▸ **What you should do**
Put every line of the material below into a JSON list of strings, one string per line, and leave out the blank lines.

▸ **Records supplied**
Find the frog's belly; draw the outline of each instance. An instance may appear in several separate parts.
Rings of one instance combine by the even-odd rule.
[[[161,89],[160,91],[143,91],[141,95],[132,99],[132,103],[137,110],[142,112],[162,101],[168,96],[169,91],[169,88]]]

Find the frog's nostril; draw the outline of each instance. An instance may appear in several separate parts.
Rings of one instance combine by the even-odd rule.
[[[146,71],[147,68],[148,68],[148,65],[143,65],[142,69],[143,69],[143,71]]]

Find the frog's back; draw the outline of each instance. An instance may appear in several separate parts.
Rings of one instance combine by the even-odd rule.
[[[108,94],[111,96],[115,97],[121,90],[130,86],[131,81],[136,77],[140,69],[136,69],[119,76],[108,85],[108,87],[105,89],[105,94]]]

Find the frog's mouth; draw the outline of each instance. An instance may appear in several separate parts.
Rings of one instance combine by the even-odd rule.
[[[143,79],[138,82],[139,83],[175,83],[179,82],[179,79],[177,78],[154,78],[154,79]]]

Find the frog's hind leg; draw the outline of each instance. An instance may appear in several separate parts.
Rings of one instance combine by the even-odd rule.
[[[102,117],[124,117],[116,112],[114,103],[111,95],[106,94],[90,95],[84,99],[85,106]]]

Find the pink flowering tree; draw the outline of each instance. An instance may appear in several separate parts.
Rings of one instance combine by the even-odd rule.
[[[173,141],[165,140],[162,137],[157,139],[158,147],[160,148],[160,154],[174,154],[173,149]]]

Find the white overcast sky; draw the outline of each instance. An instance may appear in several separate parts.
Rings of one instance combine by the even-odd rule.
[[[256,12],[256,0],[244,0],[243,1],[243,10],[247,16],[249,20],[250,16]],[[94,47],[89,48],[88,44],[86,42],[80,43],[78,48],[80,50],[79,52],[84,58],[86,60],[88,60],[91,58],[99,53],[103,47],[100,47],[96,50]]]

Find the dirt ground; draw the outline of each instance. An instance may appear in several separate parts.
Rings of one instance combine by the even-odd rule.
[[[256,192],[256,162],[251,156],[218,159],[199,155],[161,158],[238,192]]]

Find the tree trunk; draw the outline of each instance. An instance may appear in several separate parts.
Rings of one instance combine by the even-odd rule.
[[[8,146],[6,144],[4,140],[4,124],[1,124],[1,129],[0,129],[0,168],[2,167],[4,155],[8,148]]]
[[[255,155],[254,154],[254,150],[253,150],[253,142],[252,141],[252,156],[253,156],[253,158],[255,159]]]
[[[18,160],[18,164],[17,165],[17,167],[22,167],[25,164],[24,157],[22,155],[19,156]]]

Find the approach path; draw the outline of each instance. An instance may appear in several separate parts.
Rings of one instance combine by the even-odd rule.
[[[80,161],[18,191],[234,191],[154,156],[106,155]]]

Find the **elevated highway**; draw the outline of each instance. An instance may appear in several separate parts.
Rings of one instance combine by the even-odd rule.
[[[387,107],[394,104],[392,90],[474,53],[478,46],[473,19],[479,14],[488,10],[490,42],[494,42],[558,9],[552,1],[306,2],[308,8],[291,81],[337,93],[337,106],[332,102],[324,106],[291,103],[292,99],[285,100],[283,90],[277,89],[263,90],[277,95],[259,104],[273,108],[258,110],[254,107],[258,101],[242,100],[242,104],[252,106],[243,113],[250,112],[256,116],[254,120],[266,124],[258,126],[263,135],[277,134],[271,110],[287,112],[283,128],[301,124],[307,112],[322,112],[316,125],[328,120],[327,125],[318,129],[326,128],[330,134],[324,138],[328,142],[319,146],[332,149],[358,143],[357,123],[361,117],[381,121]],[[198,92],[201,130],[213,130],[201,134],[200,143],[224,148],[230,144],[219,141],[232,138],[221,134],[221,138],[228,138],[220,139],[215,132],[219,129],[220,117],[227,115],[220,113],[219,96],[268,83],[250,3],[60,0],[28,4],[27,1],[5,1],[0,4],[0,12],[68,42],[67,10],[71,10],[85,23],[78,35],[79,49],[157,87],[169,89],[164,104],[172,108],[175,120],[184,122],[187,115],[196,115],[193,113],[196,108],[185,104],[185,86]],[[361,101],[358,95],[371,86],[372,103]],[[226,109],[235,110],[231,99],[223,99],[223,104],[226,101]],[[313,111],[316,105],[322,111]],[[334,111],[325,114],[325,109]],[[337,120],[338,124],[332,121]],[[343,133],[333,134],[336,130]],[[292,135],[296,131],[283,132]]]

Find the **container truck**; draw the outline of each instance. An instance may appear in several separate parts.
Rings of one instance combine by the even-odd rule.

▸ **Problem solution**
[
  "Find the frog's belly; draw the outline of each instance. An instance may appear in several separate parts.",
  "Rings of one instance combine by the even-odd rule.",
  "[[[161,89],[160,91],[143,91],[141,95],[132,99],[132,103],[137,110],[142,112],[162,101],[168,96],[169,91],[169,88]]]",
  "Find the frog's nostril; draw the outline of each instance. An instance may appear in several separate parts.",
  "Rings of one instance combine by the even-odd rule.",
  "[[[146,71],[147,68],[148,68],[148,65],[143,65],[142,69],[143,69],[143,71]]]",
  "Find the frog's back; draw the outline of each instance. An instance may appear in several separate parts.",
  "Rings of one instance combine by the even-odd rule.",
  "[[[108,94],[111,96],[115,97],[121,90],[130,86],[131,81],[136,77],[140,69],[136,69],[119,76],[108,85],[108,87],[105,89],[105,94]]]",
  "Find the frog's mouth; draw the outline of each instance. An instance may appear in several separate parts.",
  "Rings of one instance combine by the even-odd rule.",
  "[[[143,79],[138,82],[139,83],[175,83],[179,82],[179,79],[177,78],[154,78],[154,79]]]",
  "Find the frog's hind leg; draw the outline of each instance. An instance may appear in several separate parts.",
  "Rings of one instance combine by the even-odd rule.",
  "[[[102,117],[124,117],[116,112],[114,103],[111,95],[106,94],[90,95],[84,99],[85,106]]]",
  "Find the pink flowering tree; draw the outline of each instance. An instance may appear in several separate parts.",
  "Rings of one instance combine by the even-odd rule.",
  "[[[173,141],[165,140],[162,137],[157,139],[158,147],[160,148],[160,154],[174,154],[173,149]]]",
  "Find the white overcast sky; draw the outline of each instance. An instance may appear in several separate parts.",
  "Rings of one instance combine by the even-odd rule.",
  "[[[256,12],[256,0],[244,0],[243,1],[243,10],[247,16],[249,20],[250,16]],[[94,47],[89,48],[88,44],[86,42],[80,43],[78,48],[80,50],[79,52],[84,58],[86,60],[88,60],[91,58],[99,53],[103,47],[100,47],[96,50]]]",
  "Find the dirt ground; draw the outline of each instance. An instance may appear in several separate parts.",
  "Rings of one instance combine by the even-odd rule.",
  "[[[256,192],[256,162],[251,156],[218,159],[199,155],[161,158],[238,192]]]",
  "Find the tree trunk; draw the outline of each instance. An instance may appear in several separate parts.",
  "Rings of one instance combine by the even-odd rule.",
  "[[[8,146],[6,144],[4,140],[4,124],[1,124],[1,129],[0,129],[0,168],[2,167],[4,155],[8,148]]]",
  "[[[255,155],[254,154],[254,150],[253,150],[253,142],[252,141],[252,156],[253,156],[253,158],[255,159]]]",
  "[[[18,160],[18,164],[17,165],[17,167],[22,167],[25,164],[24,157],[22,155],[19,156]]]",
  "Find the approach path; draw the outline of each instance. An instance may appear in several separate parts.",
  "Rings of one instance combine by the even-odd rule.",
  "[[[80,161],[18,191],[234,191],[154,156],[106,155]]]",
  "Find the **elevated highway**; draw the outline of each instance. An instance may appear in several separate parts.",
  "Rings of one instance combine by the even-odd rule.",
  "[[[387,107],[394,104],[392,90],[474,53],[478,46],[473,19],[479,14],[488,10],[490,42],[494,42],[558,9],[552,1],[306,2],[308,8],[291,81],[337,93],[337,106],[332,102],[324,106],[291,103],[292,99],[285,100],[283,90],[277,89],[263,90],[277,95],[259,104],[273,108],[258,110],[254,107],[258,101],[242,100],[242,104],[252,106],[243,113],[250,112],[256,116],[254,120],[266,124],[258,126],[263,135],[277,134],[271,110],[287,112],[283,128],[301,124],[307,112],[322,112],[316,125],[328,120],[327,125],[318,129],[326,128],[330,134],[324,138],[328,142],[319,146],[332,149],[358,143],[357,123],[361,117],[381,121]],[[198,92],[201,130],[213,130],[201,134],[200,143],[224,148],[230,144],[219,141],[232,138],[221,134],[221,138],[228,138],[220,139],[215,132],[219,129],[220,117],[227,115],[220,113],[219,96],[268,83],[250,3],[60,0],[28,4],[27,1],[5,1],[0,4],[0,12],[68,42],[67,10],[71,10],[85,23],[78,35],[79,49],[157,87],[169,89],[164,104],[172,108],[175,120],[184,122],[187,115],[196,115],[193,113],[196,108],[185,104],[185,86]],[[361,101],[358,95],[371,86],[372,103]],[[226,109],[235,110],[231,99],[223,99],[223,104],[226,101]],[[313,111],[316,105],[322,111]],[[334,111],[325,114],[325,109]],[[337,120],[338,124],[332,121]],[[343,133],[333,134],[336,130]],[[292,135],[296,131],[283,132]]]",
  "Find the **container truck**; draw the outline of each instance. An instance may appear in several separate parts.",
  "Rings of one instance combine by the even-odd rule."
]